* Seitenauszug:
┏━━

2. **`advisor_start(input, cert_hypotheses, target_requirements, …)`** liefert: `inferred_assumptions`,
`rejected_assumptions`, `next_best_questions` (≤5), `capability_delta`, `top_measures`,
`evidence_requests`, `unsupported_domains`, `completeness_summary`.
3. **Welt-1-Disziplin:** Zertifikate **reduzieren Fragen, erfüllen aber NICHTS automatisch**
(`verification_required`). **`relevance(evidence, target)`** hält ISO 14001 aus dem CRA-Ergebnis heraus
(nicht-relevante Zertifikate → `rejected_assumptions`, Grund „relevance = 0").
4. **Nur die nächsten besten Fragen** (≤5), deterministisch gerankt nach
`information_gain + leverage (regulatory+business) + unknown_high_risk + evidence_missing`; **jede Frage
erklärt sich** (`why`). **Jede Antwort aktualisiert das Profil** (`apply_answer` → Delta schrumpft).
5. **Zertifikat→Capability-Hypothesen und Ziel-Anforderungen werden INJIZIERT** — kuratiertes Wissen,
NICHT im Code ([[evidence-attributed-to-origin]]). Die Hypothesen-Kuratierung ist ein eigener,
ausgelagerter Knowledge-Task.

┗━━

* Übungsaufgaben:
#1 Schreiben Sie aus dem Seitenauszug über die Advisor-Funktionen den Abschnitt zwischen „4. **Nur die“ und „ausgelagerter Knowledge-Task.“ einschließlich genau ab.
#2 Setzen Sie den Seitenauszug über die Advisor-Funktionen im Anschluss an seinen letzten Satz fort.

* Erfasste Daten:
┏━━

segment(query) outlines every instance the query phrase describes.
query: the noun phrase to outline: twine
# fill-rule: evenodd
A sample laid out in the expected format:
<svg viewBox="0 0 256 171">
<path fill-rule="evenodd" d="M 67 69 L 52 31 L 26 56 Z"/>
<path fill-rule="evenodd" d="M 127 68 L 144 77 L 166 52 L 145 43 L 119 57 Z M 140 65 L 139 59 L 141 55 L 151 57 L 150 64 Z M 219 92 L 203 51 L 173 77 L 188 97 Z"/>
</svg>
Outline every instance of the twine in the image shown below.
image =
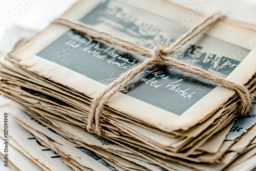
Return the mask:
<svg viewBox="0 0 256 171">
<path fill-rule="evenodd" d="M 166 66 L 174 67 L 183 72 L 210 80 L 229 89 L 235 91 L 241 99 L 239 111 L 241 115 L 246 114 L 251 105 L 252 97 L 249 90 L 244 86 L 229 81 L 203 69 L 184 63 L 172 57 L 172 54 L 180 47 L 192 39 L 216 21 L 225 17 L 219 13 L 214 13 L 205 17 L 201 22 L 184 34 L 168 48 L 157 46 L 153 50 L 141 46 L 135 43 L 125 40 L 109 33 L 101 31 L 82 23 L 60 17 L 53 23 L 58 23 L 69 27 L 90 37 L 104 40 L 119 48 L 131 53 L 139 54 L 147 57 L 143 62 L 135 65 L 132 69 L 121 75 L 115 81 L 107 86 L 99 95 L 93 99 L 91 110 L 88 116 L 87 130 L 101 135 L 100 116 L 106 103 L 117 92 L 122 90 L 127 83 L 146 67 L 156 66 Z M 94 118 L 95 117 L 95 124 Z"/>
</svg>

┗━━

* Lösungen je Aufgabe:
#1
4. **Nur die nächsten besten Fragen** (≤5), deterministisch gerankt nach
`information_gain + leverage (regulatory+business) + unknown_high_risk + evidence_missing`; **jede Frage
erklärt sich** (`why`). **Jede Antwort aktualisiert das Profil** (`apply_answer` → Delta schrumpft).
5. **Zertifikat→Capability-Hypothesen und Ziel-Anforderungen werden INJIZIERT** — kuratiertes Wissen,
NICHT im Code ([[evidence-attributed-to-origin]]). Die Hypothesen-Kuratierung ist ein eigener,
ausgelagerter Knowledge-Task.

#2
## Konsequenzen
- **Erster „App-Caller", der die Engines zu einem Produkt-Flow verbindet** — der vom User benannte
„richtige nächste Runtime-Schritt". Noch OHNE Endpoint/DB-Persistenz → aktuell **kein Runtime-Effekt →
kein Deploy** ([ADR-001](ADR-001-runtime-deploy-policy.md)); Deploy, sobald `POST /onboarding/advisor-start`
+ Persistenz + Frontend verdrahtet sind (Folgeschritt).
- **7 Akzeptanzkriterien erfüllt + getestet** (Multi-Cert · ISO 14001 nicht fälschlich relevant ·
Welt-1 · ≤5 Fragen · Frage erklärt sich · Antwort updatet Profil · Vertrieb interpretiert nichts).
- **Langfristiger Moat = EMPIRIE:** `confidence` der Hypothesen kommt später aus BEOBACHTUNGEN
(bestätigt/widerlegt je Kunde), nicht vom LLM — drei Wissensebenen
([[strategy-knowledge-layers-and-hypotheses]]).